Prompt → Return every record below exactly as written, but leave out the pictures.

Material supplied →
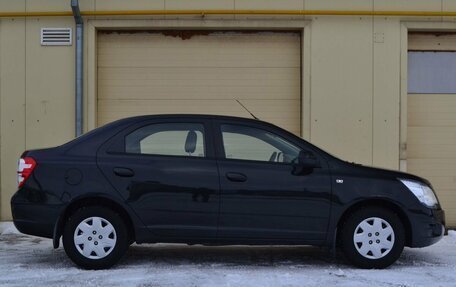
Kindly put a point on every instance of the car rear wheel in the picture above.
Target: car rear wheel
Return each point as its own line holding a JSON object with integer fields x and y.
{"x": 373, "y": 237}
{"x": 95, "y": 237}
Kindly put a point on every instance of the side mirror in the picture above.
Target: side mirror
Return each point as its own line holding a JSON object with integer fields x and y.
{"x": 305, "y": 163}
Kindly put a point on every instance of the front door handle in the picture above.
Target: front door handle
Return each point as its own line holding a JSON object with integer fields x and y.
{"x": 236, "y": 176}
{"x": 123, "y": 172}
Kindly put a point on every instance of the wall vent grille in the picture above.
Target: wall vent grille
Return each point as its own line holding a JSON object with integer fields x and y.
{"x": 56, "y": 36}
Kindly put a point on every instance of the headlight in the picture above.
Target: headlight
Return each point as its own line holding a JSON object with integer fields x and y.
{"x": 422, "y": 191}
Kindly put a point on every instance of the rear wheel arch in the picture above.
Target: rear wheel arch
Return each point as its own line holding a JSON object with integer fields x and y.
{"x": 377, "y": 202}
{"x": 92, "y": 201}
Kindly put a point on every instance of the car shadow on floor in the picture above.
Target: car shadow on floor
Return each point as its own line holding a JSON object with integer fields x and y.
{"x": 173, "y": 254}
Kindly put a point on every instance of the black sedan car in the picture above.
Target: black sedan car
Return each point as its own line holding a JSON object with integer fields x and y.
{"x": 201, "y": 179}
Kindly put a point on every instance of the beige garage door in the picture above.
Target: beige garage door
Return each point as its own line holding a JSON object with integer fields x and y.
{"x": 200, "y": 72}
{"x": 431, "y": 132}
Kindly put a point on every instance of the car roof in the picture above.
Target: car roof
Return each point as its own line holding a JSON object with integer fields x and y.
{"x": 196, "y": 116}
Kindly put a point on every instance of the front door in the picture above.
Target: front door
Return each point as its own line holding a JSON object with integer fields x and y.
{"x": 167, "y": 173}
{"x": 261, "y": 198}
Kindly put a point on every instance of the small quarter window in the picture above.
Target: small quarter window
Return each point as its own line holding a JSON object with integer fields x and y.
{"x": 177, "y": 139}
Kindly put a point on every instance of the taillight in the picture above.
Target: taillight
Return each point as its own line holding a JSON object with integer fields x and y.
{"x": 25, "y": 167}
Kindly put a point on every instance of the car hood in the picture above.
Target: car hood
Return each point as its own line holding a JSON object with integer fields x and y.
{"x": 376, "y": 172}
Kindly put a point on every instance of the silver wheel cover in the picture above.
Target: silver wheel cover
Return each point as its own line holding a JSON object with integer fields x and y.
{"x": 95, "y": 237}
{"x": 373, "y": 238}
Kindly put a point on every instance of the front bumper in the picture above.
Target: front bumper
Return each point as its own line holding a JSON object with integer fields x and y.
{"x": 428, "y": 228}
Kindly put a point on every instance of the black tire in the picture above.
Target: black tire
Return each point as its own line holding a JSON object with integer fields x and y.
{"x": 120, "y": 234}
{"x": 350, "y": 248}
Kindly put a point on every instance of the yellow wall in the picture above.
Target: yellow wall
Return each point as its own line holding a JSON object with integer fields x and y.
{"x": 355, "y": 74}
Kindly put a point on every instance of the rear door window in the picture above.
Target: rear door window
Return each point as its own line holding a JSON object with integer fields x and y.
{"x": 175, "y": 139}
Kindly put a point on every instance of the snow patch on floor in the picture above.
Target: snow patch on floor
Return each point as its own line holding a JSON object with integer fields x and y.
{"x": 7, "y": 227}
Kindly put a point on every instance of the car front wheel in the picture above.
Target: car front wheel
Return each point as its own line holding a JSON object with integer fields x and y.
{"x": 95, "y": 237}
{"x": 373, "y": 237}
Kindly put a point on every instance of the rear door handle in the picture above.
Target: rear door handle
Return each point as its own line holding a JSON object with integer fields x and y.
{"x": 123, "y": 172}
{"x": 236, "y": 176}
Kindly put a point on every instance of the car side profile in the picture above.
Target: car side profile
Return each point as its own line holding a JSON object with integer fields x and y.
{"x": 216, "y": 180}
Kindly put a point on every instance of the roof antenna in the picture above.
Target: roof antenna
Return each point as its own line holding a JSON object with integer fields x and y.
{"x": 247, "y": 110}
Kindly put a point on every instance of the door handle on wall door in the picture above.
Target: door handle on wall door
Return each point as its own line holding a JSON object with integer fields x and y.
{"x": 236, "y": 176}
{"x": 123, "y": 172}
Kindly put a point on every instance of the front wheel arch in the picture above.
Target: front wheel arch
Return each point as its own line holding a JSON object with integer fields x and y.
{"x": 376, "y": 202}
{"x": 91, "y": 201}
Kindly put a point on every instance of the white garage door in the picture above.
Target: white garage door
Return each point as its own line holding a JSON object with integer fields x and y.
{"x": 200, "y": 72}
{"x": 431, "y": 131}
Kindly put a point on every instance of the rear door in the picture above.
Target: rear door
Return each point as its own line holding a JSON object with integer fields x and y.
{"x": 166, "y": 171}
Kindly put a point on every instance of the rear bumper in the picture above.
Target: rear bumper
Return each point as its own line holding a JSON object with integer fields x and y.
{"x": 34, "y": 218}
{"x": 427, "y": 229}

The completed task →
Kindly put a point on every instance of the car rear wheel in the picture above.
Target: car rear wheel
Return each point as its own line holding a JSON object with integer fields x and y.
{"x": 373, "y": 237}
{"x": 95, "y": 237}
Kindly put a point on every instance of the side mirror in the picture above.
Target: side mirror
Return each point as its own line holding a JSON object with integer fields x and y.
{"x": 305, "y": 163}
Kindly put a point on every instance of the front door handle in the picture above.
Target: front door handle
Return each point as its own line holding a JSON object with integer fields x and y.
{"x": 236, "y": 176}
{"x": 123, "y": 172}
Kindly put a point on every instance of the wall vent grille in the picture above.
Target: wall vent grille
Return each point as its own line holding a JSON object with integer fields x and y.
{"x": 56, "y": 36}
Kindly put a point on every instance of the headlight in the picture above.
Target: headlight
Return each point as its own line holding a JSON object with integer fields x and y.
{"x": 422, "y": 191}
Kindly put a point on every instance of the rear wheel arch in the picture above.
Target: rear wheel arch
Return each point as its own line holding a JSON object with integer fields x and y.
{"x": 377, "y": 202}
{"x": 92, "y": 201}
Kindly put a point on every instance of the car shadow on floor in the picture above.
Target: car shadow on floor
Return each point as its own line holding a JSON object with integer fields x and y.
{"x": 173, "y": 254}
Kindly put a point on every instance of the black sedan car in the picture above.
Target: black sedan car
Return each point as its own line holding a JSON object with integer fields x and y.
{"x": 201, "y": 179}
Kindly put a point on every instance of the beige garage door in the picture above.
Target: beige garage door
Return each point as its own line holding a JSON object with integer fields x and y.
{"x": 200, "y": 72}
{"x": 431, "y": 132}
Kindly put a point on every instance of the car roof in the picture above.
Target: car roof
Return each point as its own line holding a JSON object with integer fields x and y.
{"x": 196, "y": 116}
Kindly put a point on every instance of the front door in the picture above.
Target: front door
Return each point as its own line holding a JSON object with integer fields x and y.
{"x": 167, "y": 173}
{"x": 261, "y": 198}
Kindly put a point on every instance of the small quarter window in the picture above.
Target: small quarter window
Return each point as its own line holding a JSON object with integer fields x and y.
{"x": 177, "y": 139}
Kindly put a point on every instance of the taillight in the picture above.
Target: taillight
Return each point as its own line holding a JSON object with integer fields x and y.
{"x": 25, "y": 167}
Kindly put a point on every instance of the car hood in the picture above.
Target: car hood
Return each point as its own line holding a JSON object with integer fields x and y.
{"x": 376, "y": 172}
Kindly put a point on every instance of the silver wheel cover in the picture above.
Target: silver wheel cover
Return each point as its own line holding a JSON object with integer fields x and y.
{"x": 95, "y": 237}
{"x": 373, "y": 238}
Kindly put a point on every instance of the front bumper in the picture above.
Target: front bumper
Return each point as its own line holding a JSON object with integer fields x and y.
{"x": 428, "y": 228}
Kindly put a point on every instance of the black tire in the picture above.
Target: black tire
Return each point as its own line holding a JSON object with integer fields x and y.
{"x": 120, "y": 234}
{"x": 350, "y": 248}
Kindly put a point on every instance of the yellow wall in the picture above.
Target: yellow wall
Return each point as its own line holding a JSON object with integer fields x and y.
{"x": 355, "y": 74}
Kindly put a point on every instance of the rear door window in the picture above.
Target: rear door window
Return each point as its own line holding a JSON object with integer fields x and y.
{"x": 175, "y": 139}
Kindly put a point on every instance of the snow patch on floor in the picture above.
Target: snow patch on floor
Return each point as its own line holding a JSON object with integer fields x and y.
{"x": 7, "y": 227}
Kindly put a point on every instance of the car front wheel in the picture above.
Target: car front wheel
Return each point as its own line holding a JSON object with integer fields x and y.
{"x": 95, "y": 237}
{"x": 373, "y": 237}
Kindly put a point on every instance of the rear door handle in the picture above.
Target: rear door handle
Return each point as its own line holding a JSON object with integer fields x and y.
{"x": 123, "y": 172}
{"x": 236, "y": 176}
Kindly put a point on every instance of the car side profile in the picture above.
Target: car side profile
Return each point as its own line holding a JSON object with integer fields x and y.
{"x": 216, "y": 180}
Kindly put a point on every instance of the roof antenna in the picture above.
Target: roof antenna
Return each point as its own line holding a JSON object with integer fields x and y.
{"x": 247, "y": 110}
Kindly put a point on every instance of the door handle on wall door in the picture above.
Target: door handle on wall door
Return each point as its own line holding a JSON object with integer fields x and y.
{"x": 236, "y": 176}
{"x": 123, "y": 172}
Kindly put a point on every instance of the front wheel arch in the picture above.
Target: front wheel arch
Return each point as its own line holding a JSON object with integer fields x and y.
{"x": 376, "y": 202}
{"x": 91, "y": 201}
Kindly put a point on every instance of the white garage door in the picture above.
Target: white garage door
Return each point as its own line holding a JSON object with integer fields x and y.
{"x": 200, "y": 72}
{"x": 431, "y": 131}
Kindly put a point on every instance of the rear door in the picture above.
Target: rear door
Return each point as its own line holding a JSON object with integer fields x and y.
{"x": 166, "y": 171}
Kindly put a point on every instance of the rear bumper in the picture above.
Target: rear bumper
Return each point as its own line holding a JSON object with integer fields x and y.
{"x": 34, "y": 218}
{"x": 427, "y": 229}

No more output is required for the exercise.